Excerpted passage:
# # #
The Rabbi, as the spiritual adviser in MJ's life at that time, by denying MJ's experience, significantly reduced the chances that MJ could have the vital spiritual experience that might have cured him of his addiction. It is sad that, given this opportunity to help MJ, instead the Rabbi seems to have bumblingly made things worse.
The Rabbi also seems disappointingly ignorant of gay people. This is surprising, given that he states that his own brother is gay. MJ tells the Rabbi that he is straight, and the Rabbi sees no reason to question that, even though he quotes MJ extensively as being phobic of women's sexual advances and preferring the company of men - and even seemingly becoming a bit overly attached to the Rabbi himself. It never seems to occur to the Rabbi that MJ could be lying to himself. Unfortunately, again as explained in BB, an addict cannot hope to be cured of his addiction unless he is 100% rigorously honest. If MJ was lying to himself about his sexual orientation, this could have been partially responsible for his worsening addiction - and the Rabbi seems determined to enable MJ to keep up any dangerous self-deception..
# # #
Given data:
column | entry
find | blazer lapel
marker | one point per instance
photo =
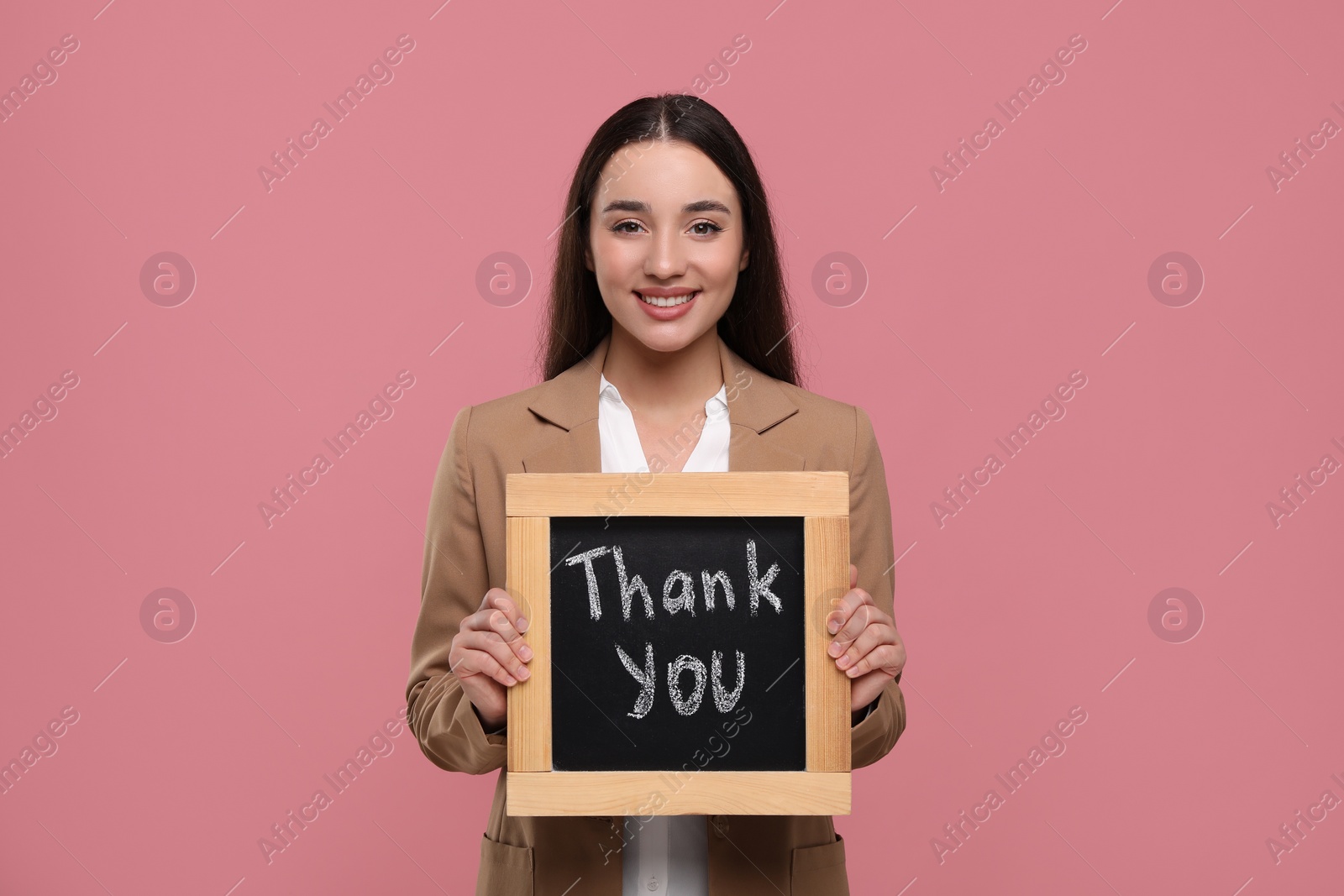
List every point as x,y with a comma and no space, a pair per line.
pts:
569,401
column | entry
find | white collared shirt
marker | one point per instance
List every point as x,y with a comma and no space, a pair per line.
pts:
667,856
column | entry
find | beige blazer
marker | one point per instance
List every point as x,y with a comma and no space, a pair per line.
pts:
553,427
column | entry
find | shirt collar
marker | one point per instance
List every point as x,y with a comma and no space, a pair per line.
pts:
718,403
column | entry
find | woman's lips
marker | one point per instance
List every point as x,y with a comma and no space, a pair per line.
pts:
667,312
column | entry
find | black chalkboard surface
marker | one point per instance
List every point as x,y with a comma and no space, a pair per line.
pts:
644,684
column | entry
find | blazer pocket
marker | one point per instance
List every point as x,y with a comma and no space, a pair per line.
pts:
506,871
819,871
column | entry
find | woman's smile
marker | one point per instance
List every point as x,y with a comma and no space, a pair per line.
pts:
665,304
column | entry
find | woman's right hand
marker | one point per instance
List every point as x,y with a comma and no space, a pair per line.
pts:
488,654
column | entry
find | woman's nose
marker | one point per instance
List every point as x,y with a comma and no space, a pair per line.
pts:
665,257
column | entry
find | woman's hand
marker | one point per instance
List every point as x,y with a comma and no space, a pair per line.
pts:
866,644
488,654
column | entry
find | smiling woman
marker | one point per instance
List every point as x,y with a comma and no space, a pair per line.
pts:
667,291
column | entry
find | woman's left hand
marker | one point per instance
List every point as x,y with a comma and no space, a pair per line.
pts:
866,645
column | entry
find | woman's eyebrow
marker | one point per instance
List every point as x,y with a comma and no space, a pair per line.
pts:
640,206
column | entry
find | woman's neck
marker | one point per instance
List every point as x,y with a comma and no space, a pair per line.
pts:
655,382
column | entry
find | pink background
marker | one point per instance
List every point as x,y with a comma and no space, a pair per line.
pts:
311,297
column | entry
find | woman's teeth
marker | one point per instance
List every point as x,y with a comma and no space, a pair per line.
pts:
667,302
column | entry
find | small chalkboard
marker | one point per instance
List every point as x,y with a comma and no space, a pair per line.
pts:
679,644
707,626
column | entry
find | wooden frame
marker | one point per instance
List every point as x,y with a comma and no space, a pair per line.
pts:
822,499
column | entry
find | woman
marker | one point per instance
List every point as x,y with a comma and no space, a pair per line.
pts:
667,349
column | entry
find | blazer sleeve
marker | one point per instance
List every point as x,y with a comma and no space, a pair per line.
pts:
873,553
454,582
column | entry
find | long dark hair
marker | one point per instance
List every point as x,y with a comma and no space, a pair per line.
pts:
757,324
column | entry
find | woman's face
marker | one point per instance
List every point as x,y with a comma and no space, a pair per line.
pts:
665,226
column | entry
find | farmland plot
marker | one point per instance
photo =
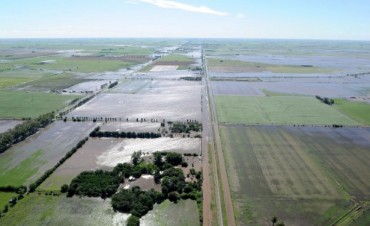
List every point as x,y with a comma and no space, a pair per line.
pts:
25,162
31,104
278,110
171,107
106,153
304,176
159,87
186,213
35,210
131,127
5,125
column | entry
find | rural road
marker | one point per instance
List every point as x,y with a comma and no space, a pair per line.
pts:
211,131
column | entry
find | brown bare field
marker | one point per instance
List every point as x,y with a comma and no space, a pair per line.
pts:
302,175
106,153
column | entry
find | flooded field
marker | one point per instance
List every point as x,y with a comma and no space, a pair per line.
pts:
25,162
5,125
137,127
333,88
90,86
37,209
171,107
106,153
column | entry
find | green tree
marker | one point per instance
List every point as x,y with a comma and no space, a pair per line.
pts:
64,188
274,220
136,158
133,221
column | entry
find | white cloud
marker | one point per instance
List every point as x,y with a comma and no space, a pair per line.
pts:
# # #
Problem details:
Please copy the part of the passage about the Rabbi and MJ word for word, starting with "The Rabbi also" and going on through "any dangerous self-deception..".

Solution to the problem:
The Rabbi also seems disappointingly ignorant of gay people. This is surprising, given that he states that his own brother is gay. MJ tells the Rabbi that he is straight, and the Rabbi sees no reason to question that, even though he quotes MJ extensively as being phobic of women's sexual advances and preferring the company of men - and even seemingly becoming a bit overly attached to the Rabbi himself. It never seems to occur to the Rabbi that MJ could be lying to himself. Unfortunately, again as explained in BB, an addict cannot hope to be cured of his addiction unless he is 100% rigorously honest. If MJ was lying to himself about his sexual orientation, this could have been partially responsible for his worsening addiction - and the Rabbi seems determined to enable MJ to keep up any dangerous self-deception..